Consigne détaillée
Traduisez en anglais la phrase suivante, tirée du texte sur la métropolisation : « Mais les dynamiques de métropolisation vont changer brutalement d’ampleur et surtout profondément de nature ! »
== Texte fourni
L’inexorable urbanisation du monde va continuer de s’étendre, et s’imbriquer avec la révolution informationnelle et cybernétique ; elle sera même le premier facteur d’une accélération mortifère des modes de vie, d’activité et d’habiter, accentuant des impacts écologiques et sociaux sans cesse plus néfastes. Mais les dynamiques de métropolisation vont changer brutalement d’ampleur et surtout profondément de nature ! Aux USA un certain nombre de politiques et d’économistes ultralibéraux s’étaient toujours mobilisés pour le règne des marchés au détriment de toute intervention publique. La crise du fordisme dès les années 1960 et les bouillonnements révolutionnaires de 1968, la crise énergétique du pétrole et l’essor des mouvements anti-impérialistes des années 1970, ainsi que la concurrence de nouveaux pays industriels comme le Japon, va les pousser dans une offensive déterminante. A l’intérieur, c’est haro contre l’Etat providence et l’Etat fédéral avec ses appareils techno-bureaucratiques et ses lourdeurs démocratiques, et la proclamation des grandes métropoles comme seules capables des souplesses et réactivités nécessaires face à ce qu’ils pressentent déjà comme des signes de crises systémiques répétées. A l’extérieur, c’est le soutien aux dictatures pour imposer la libéralisation des marchés, l’accès aux matières premières et des politiques d’austérité garantes d’une main d’œuvre bon marché. C’est parce qu’ils projettent déjà la globalisation que le coup d’État au Chili s’imposera pour étouffer dans l’œuf toute volonté d’alternative. Globalisation, que l’effondrement du bloc soviétique, la conversion de la Chine au capitalisme et les guerres du Golfe pour le contrôle de l’or noir vont définitivement installer comme notre horizon actuel.

D’un phénomène territorial couplé au capitalisme industriel, la métropole devient avant tout la solution politique optimale prescrite par le néolibéralisme, la première arme dans la compétitivité mondiale, le principal levier de la marchandisation des territoires, le sésame du contrôle social et une véritable injonction sociétale. En 2020, on compte désormais près de 550 villes de plus d’un million d’habitant∙es, soit 30 fois plus qu’un siècle auparavant ! Les 30 plus grandes métropoles mondiales concentrent à elles seules 10% de la population mondiale (seules Tokyo, Osaka et New-York étaient déjà dans le palmarès au début du 20ème siècle !). Les 20 premières comptent toutes plus de 20 millions d’habitant∙es, dont 5 plus de 30 millions (deux suffisent à abriter toute la population française !) et Tokyo 40 millions ! En modulant ces données par la superficie de l’aire géographique prise en compte, qui peut varier énormément d’un pays à l’autre, on a aussi une hiérarchie des métropoles les plus denses au monde, où Tokyo est dixième (15 000 hab/km2), Paris septième (21 000 hab/km2) et Hong Kong première (68 000 hab/km2) ; c’est là un critère fortement ambivalent, car à la fois synonyme de concentration maximale présentée comme signe positif et d’entassement insupportable vécu comme signe négatif.
====
== Données fournies
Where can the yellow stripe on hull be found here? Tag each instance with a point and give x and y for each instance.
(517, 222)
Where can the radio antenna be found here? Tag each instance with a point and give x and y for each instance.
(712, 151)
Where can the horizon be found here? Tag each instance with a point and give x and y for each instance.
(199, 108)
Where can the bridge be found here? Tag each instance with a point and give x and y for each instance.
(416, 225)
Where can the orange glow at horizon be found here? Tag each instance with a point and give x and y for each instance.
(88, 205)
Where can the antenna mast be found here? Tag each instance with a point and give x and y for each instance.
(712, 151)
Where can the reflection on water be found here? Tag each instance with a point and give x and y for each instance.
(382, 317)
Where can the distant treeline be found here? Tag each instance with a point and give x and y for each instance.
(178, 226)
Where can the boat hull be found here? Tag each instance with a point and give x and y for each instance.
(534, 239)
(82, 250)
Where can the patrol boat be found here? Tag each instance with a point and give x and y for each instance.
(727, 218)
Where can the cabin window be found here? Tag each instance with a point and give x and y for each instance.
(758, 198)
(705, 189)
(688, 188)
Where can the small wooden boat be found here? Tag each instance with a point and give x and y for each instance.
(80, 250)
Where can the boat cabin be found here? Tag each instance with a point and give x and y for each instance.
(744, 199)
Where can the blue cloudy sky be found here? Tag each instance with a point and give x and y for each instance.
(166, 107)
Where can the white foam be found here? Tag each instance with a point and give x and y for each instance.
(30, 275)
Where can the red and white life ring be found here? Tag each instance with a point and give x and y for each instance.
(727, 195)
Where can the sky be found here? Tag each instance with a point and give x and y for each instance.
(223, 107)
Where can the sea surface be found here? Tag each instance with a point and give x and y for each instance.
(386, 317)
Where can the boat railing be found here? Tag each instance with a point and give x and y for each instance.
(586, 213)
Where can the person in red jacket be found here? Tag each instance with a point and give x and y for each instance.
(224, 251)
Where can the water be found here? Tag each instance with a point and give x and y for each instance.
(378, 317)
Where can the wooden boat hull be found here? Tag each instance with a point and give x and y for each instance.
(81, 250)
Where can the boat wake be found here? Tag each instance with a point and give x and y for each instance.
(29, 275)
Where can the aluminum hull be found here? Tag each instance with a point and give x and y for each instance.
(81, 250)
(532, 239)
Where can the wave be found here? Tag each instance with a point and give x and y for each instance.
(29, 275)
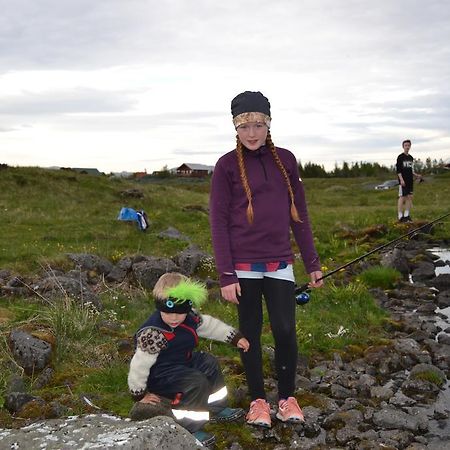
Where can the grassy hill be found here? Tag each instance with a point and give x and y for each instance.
(47, 213)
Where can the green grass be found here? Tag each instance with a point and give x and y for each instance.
(378, 276)
(46, 214)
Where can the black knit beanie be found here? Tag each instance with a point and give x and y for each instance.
(249, 101)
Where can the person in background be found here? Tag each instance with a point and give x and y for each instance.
(256, 198)
(406, 175)
(164, 363)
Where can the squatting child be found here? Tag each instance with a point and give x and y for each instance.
(164, 362)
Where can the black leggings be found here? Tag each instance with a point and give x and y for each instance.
(280, 302)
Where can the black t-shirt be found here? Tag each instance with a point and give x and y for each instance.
(405, 167)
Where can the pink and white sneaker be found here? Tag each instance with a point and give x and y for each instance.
(259, 413)
(289, 411)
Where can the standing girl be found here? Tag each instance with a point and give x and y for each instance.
(256, 198)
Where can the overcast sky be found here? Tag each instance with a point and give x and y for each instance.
(133, 85)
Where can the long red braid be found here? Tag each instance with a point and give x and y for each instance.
(239, 150)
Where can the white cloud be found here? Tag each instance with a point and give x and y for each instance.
(117, 84)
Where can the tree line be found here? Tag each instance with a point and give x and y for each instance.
(366, 169)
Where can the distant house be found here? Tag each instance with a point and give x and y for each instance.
(447, 163)
(194, 170)
(84, 170)
(140, 174)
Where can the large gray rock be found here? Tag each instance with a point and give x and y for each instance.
(30, 353)
(120, 270)
(396, 259)
(148, 271)
(424, 271)
(441, 282)
(101, 432)
(88, 262)
(60, 286)
(189, 259)
(396, 419)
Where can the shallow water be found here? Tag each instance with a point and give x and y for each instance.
(444, 255)
(439, 431)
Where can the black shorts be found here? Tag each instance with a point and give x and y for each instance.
(405, 190)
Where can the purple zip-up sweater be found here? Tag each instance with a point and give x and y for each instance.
(268, 238)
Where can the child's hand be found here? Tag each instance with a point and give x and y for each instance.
(153, 399)
(243, 344)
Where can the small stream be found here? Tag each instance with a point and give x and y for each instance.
(439, 429)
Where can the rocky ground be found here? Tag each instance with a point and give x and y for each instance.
(392, 396)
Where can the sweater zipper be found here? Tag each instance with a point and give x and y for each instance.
(263, 166)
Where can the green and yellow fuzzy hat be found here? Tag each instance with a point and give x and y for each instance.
(182, 297)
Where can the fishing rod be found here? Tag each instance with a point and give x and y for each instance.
(301, 292)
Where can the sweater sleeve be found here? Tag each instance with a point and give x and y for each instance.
(150, 342)
(302, 230)
(213, 328)
(219, 205)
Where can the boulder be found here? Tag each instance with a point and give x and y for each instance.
(100, 431)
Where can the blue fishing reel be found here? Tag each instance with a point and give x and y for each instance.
(302, 298)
====
Réponse complète
But the dynamics of metropolization are going to change abruptly in scale and, above all, profoundly in nature!